— start DATA SHOWN —

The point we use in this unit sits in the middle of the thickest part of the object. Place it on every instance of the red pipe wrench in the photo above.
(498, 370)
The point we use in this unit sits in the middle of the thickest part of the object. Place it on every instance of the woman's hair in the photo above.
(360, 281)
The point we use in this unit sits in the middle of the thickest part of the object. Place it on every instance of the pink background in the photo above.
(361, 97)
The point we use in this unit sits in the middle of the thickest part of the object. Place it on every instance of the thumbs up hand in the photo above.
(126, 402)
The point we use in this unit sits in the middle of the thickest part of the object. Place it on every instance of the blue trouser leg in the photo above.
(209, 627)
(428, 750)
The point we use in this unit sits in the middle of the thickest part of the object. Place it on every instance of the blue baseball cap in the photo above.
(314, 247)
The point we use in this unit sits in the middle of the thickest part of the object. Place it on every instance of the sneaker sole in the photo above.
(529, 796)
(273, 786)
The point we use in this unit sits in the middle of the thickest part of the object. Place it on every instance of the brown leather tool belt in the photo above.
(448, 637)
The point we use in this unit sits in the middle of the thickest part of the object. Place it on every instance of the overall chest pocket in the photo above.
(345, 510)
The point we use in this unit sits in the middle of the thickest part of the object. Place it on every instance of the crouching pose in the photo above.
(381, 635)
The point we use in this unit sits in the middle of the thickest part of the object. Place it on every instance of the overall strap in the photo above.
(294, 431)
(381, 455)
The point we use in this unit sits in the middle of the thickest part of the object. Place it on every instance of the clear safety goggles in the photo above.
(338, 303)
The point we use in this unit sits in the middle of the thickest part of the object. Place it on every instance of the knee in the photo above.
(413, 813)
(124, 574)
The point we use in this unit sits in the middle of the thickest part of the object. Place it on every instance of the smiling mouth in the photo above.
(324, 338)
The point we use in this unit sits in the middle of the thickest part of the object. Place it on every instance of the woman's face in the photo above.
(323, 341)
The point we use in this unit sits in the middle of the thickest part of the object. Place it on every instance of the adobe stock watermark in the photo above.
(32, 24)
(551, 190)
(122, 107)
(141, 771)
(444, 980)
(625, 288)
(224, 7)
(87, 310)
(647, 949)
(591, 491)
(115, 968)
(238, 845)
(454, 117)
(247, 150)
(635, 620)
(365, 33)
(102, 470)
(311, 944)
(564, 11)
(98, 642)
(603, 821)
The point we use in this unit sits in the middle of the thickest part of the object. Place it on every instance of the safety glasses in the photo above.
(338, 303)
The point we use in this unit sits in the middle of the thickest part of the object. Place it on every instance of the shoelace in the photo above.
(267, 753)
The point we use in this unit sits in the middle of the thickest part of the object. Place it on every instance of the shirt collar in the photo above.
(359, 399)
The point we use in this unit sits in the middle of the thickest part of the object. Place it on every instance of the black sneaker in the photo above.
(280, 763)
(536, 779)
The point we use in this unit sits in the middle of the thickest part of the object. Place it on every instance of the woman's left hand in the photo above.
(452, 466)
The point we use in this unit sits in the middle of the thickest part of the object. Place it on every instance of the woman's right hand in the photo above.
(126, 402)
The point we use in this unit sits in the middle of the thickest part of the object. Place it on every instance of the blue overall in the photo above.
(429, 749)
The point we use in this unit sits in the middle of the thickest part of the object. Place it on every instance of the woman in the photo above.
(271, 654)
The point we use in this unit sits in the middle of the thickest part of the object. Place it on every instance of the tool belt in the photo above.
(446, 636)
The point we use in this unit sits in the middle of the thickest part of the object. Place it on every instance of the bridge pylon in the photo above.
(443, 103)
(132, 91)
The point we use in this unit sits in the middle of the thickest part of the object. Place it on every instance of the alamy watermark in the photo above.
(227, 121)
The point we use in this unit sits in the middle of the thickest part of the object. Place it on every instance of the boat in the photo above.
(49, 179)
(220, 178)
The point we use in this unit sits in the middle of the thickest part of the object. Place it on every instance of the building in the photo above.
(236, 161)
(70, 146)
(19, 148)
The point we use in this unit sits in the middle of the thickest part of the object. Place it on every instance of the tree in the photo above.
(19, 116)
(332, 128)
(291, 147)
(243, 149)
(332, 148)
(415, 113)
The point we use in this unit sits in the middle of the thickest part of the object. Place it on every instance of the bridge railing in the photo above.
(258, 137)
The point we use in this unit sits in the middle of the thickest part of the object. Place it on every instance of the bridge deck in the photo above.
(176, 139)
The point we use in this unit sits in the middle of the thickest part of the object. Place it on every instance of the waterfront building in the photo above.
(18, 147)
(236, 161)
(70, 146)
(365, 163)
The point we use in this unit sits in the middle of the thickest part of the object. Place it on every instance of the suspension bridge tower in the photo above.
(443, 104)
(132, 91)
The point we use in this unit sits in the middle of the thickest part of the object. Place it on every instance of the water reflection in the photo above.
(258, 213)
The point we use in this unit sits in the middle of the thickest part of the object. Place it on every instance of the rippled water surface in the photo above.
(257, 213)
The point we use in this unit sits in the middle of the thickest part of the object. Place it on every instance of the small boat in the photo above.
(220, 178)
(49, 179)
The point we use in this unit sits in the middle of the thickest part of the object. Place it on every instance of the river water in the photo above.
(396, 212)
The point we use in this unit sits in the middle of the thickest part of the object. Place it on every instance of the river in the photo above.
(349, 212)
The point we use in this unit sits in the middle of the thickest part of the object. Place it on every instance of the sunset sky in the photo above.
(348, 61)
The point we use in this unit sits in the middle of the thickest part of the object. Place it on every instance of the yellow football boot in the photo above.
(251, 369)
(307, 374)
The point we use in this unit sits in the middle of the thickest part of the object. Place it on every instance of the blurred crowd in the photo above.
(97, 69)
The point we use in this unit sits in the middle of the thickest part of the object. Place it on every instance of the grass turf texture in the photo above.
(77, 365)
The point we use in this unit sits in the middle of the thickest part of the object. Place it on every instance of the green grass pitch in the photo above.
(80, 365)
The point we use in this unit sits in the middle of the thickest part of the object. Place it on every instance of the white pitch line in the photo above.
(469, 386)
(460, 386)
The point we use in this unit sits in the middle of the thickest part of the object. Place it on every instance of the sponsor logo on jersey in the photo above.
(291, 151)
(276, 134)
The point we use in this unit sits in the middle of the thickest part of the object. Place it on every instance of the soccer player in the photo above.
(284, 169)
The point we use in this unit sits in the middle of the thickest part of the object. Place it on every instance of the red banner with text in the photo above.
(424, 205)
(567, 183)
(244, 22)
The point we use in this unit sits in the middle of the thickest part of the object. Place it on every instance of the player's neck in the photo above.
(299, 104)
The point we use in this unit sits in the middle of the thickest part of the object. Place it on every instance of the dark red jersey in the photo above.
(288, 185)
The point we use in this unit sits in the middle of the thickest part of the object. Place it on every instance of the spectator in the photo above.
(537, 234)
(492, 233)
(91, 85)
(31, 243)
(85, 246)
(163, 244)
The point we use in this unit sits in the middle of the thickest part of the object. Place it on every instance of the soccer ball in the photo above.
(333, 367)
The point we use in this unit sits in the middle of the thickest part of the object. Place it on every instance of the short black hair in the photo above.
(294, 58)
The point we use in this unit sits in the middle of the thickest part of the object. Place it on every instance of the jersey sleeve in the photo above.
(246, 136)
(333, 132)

— end DATA SHOWN —

TASK REQUIREMENTS: Rewrite the lines from the one containing "spectator in the photo above." through the last line, swapping "soccer ball" for "football" and leaving everything else unchanged.

ANSWER BELOW:
The point we use in this unit sits in the middle of the thickest part of the object. Place it on every instance of the spectator in the photo above.
(537, 234)
(492, 233)
(91, 85)
(31, 243)
(85, 246)
(163, 244)
The point we use in this unit sits in the middle of the thickest part of the object. Place it on every instance of the football in the photo above.
(333, 367)
The point we use in this unit sits in the middle of the thickest part of the object. Place it on every instance of the short black hair in the photo above.
(294, 58)
The point we use in this unit sits in the middle of the thickest part of the object. Place it on every instance of the jersey sleeve in the photo above.
(246, 136)
(333, 132)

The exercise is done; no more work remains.